Records shown |
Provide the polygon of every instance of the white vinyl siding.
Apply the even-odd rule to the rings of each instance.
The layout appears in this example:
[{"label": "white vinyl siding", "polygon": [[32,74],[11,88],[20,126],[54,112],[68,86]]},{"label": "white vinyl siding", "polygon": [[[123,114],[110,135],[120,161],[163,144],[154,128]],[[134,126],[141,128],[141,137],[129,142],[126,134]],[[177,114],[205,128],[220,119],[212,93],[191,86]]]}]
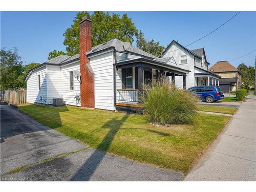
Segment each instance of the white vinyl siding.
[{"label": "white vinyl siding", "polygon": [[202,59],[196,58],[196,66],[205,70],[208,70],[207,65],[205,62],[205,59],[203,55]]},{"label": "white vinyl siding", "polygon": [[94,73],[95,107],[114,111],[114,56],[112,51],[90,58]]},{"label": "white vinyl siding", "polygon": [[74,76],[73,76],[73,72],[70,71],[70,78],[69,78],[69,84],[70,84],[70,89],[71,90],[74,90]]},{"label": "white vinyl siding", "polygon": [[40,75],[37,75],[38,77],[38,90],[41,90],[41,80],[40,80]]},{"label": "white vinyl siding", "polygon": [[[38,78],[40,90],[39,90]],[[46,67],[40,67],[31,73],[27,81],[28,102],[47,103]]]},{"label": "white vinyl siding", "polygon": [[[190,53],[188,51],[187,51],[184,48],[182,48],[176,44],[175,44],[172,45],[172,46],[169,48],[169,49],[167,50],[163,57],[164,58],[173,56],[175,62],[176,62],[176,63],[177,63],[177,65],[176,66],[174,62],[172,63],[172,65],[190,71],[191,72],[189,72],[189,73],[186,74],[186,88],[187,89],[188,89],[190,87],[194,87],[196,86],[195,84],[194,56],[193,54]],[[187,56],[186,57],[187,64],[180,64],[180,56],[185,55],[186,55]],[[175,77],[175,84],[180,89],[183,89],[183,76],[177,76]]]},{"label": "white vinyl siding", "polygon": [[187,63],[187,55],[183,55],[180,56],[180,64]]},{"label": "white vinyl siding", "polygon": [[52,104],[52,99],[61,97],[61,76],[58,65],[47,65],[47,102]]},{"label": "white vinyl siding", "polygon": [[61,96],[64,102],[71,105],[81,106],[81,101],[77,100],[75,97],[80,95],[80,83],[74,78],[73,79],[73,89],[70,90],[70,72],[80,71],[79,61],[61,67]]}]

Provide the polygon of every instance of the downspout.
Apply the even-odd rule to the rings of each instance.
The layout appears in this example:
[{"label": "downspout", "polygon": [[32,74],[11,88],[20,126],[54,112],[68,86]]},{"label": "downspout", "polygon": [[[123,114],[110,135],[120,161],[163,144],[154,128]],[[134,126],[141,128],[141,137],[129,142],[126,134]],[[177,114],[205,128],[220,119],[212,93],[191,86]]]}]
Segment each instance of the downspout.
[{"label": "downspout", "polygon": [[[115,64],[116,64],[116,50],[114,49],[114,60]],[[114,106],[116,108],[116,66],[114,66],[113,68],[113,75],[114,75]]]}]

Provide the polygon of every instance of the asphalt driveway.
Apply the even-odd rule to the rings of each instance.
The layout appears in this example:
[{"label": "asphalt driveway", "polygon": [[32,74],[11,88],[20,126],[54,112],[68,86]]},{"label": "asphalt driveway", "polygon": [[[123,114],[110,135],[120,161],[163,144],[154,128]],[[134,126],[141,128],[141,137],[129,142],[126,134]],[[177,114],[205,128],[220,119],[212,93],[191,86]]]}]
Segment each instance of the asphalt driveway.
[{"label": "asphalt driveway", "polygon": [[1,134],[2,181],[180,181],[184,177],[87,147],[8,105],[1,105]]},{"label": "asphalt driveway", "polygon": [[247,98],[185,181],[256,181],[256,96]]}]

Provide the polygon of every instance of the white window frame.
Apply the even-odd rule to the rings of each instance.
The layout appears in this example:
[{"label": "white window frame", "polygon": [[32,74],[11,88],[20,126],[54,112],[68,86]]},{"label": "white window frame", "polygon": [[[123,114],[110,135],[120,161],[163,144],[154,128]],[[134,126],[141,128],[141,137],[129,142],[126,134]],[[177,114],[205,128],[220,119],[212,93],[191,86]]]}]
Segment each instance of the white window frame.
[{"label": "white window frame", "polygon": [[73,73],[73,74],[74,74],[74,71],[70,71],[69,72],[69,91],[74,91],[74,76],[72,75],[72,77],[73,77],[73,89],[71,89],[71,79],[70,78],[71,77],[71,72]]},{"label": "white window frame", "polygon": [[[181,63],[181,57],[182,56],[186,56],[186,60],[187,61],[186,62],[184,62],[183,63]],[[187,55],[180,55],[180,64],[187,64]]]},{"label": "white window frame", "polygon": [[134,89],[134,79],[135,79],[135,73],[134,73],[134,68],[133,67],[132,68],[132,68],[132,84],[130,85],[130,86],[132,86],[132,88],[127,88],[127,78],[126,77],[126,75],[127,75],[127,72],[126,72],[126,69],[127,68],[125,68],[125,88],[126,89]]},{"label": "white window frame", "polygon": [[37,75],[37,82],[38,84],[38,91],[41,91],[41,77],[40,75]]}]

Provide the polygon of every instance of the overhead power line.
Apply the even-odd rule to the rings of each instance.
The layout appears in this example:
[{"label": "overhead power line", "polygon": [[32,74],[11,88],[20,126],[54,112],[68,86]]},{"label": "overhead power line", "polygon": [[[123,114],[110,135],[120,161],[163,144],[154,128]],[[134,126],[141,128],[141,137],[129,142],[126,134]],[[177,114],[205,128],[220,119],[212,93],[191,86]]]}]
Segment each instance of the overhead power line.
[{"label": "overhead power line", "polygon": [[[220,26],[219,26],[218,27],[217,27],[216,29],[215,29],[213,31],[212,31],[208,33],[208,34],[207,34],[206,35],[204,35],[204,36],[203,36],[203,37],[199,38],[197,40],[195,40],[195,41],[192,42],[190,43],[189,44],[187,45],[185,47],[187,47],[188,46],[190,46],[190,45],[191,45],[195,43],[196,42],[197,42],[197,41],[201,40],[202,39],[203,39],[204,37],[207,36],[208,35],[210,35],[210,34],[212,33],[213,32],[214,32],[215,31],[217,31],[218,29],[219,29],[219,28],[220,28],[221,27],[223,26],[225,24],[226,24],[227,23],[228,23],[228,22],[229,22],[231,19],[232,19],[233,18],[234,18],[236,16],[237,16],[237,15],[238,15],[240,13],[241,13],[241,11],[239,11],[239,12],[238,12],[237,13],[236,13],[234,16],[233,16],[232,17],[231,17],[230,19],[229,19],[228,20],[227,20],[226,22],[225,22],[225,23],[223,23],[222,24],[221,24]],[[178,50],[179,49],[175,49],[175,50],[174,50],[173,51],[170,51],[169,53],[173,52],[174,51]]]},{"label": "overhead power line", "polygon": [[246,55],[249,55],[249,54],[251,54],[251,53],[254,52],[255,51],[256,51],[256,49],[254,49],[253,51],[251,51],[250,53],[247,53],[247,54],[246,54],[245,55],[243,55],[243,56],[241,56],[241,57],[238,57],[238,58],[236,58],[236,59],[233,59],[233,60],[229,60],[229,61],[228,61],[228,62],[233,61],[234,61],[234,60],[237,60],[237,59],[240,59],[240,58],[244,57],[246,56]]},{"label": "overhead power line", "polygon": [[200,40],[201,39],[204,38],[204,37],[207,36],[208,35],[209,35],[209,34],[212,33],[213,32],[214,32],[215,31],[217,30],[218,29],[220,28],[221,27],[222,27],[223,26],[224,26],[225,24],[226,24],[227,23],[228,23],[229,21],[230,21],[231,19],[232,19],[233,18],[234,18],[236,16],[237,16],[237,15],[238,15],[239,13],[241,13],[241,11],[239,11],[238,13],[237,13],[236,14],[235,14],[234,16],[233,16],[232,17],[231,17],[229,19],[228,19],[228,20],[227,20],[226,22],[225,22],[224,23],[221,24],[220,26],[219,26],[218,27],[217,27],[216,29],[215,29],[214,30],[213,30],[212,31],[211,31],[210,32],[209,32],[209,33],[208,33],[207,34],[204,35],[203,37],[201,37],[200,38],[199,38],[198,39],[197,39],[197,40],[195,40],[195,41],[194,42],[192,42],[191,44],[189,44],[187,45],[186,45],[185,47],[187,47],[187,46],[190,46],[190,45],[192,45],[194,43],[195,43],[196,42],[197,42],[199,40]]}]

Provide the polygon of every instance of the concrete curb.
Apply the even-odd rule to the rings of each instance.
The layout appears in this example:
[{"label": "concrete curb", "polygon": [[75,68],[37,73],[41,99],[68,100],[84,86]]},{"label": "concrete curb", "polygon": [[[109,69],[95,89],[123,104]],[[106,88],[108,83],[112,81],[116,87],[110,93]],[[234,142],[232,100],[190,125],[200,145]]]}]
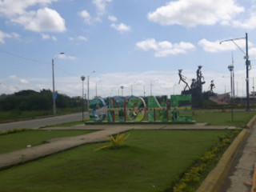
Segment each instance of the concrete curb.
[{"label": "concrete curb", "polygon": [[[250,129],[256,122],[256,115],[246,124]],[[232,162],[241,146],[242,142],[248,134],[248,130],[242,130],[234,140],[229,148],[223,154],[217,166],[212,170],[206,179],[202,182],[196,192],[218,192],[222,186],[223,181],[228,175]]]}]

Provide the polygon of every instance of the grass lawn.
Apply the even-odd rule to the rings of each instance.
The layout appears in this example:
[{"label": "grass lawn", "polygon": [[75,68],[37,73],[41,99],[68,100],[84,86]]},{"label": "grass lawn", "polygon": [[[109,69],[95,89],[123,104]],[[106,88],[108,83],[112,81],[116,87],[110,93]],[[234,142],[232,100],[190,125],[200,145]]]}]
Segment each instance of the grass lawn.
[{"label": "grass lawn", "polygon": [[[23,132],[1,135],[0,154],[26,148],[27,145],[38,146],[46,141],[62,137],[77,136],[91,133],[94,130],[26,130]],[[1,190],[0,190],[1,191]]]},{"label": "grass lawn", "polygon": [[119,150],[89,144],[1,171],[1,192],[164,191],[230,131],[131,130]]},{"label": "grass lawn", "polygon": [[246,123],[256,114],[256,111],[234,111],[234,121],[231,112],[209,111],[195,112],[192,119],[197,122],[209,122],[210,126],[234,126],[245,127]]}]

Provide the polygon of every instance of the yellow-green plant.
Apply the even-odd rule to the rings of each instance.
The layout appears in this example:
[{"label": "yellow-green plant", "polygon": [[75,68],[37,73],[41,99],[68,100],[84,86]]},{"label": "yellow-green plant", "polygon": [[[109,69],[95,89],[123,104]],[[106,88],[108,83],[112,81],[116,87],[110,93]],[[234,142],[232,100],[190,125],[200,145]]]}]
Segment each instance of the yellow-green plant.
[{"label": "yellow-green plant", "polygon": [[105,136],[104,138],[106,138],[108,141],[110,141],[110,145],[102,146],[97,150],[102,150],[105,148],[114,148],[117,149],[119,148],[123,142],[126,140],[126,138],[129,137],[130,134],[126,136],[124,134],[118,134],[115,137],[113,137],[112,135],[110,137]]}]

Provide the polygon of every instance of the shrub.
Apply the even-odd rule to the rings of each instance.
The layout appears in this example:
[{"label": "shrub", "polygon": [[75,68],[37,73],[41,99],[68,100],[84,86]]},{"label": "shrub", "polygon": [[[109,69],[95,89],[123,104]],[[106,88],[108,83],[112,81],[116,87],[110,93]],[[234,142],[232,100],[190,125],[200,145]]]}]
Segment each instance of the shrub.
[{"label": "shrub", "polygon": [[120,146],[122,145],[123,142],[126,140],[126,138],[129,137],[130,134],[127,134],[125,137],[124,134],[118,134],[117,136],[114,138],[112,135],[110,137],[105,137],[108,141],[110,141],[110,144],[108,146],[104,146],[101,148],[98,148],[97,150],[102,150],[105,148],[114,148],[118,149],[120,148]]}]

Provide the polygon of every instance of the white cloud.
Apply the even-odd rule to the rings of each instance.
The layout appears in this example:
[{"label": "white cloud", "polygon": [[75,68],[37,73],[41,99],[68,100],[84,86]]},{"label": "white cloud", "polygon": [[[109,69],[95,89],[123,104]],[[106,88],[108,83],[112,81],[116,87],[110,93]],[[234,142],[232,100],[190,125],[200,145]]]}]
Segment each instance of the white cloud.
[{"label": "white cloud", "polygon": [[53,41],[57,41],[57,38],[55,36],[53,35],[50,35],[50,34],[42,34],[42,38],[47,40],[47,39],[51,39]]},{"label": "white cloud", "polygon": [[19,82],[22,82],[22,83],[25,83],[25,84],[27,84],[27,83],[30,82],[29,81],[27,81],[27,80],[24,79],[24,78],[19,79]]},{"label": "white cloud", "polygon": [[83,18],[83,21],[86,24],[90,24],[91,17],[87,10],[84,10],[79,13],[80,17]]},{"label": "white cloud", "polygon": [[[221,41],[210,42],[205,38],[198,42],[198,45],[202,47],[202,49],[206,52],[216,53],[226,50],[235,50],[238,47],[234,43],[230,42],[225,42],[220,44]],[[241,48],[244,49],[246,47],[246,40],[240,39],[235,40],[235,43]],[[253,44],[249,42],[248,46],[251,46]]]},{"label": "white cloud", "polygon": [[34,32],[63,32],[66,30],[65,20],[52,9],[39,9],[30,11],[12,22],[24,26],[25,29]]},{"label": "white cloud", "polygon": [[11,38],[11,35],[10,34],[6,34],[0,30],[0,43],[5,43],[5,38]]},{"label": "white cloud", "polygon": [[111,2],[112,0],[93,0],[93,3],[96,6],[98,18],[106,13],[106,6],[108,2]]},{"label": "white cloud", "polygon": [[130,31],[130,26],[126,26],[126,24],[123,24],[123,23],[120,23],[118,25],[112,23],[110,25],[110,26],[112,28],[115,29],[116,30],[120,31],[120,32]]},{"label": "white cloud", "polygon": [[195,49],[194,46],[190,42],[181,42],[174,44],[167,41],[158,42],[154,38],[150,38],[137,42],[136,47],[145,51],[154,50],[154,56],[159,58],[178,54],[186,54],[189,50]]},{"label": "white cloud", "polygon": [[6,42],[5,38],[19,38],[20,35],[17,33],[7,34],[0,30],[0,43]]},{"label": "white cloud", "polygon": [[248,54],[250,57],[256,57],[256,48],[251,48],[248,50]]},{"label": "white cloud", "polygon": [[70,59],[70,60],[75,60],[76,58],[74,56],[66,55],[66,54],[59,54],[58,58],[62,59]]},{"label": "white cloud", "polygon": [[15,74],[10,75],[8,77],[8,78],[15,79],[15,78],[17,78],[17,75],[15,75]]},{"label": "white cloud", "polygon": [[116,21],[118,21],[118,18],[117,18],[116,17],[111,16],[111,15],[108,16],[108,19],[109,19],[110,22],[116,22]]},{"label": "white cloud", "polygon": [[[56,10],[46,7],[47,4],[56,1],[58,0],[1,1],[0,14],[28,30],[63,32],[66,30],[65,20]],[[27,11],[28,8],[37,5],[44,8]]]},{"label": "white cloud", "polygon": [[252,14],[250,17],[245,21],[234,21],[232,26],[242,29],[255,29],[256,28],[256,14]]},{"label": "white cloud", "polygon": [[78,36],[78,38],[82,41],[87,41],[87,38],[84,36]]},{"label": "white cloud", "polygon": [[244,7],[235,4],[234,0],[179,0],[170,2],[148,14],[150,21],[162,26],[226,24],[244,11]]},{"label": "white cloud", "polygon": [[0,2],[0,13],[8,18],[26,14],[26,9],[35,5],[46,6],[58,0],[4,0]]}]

Work to complete |
Pull out the items word for word, from the very first line through the line that contains "Segment each instance of the white vinyl", including that line, and leave out the pictures.

Written answer |
Provide the polygon of every instance of the white vinyl siding.
Apply the even-odd rule to the rings of each instance.
The layout appears in this example:
[{"label": "white vinyl siding", "polygon": [[32,74],[11,88],[20,126],[54,112],[68,86]]},{"label": "white vinyl siding", "polygon": [[[123,114],[110,135],[120,161],[163,144],[154,128]],[[134,126],[141,128],[141,137],[129,142],[126,134]],[[177,114],[205,128],[220,119],[212,93],[191,86]]]}]
Segment each instance of the white vinyl siding.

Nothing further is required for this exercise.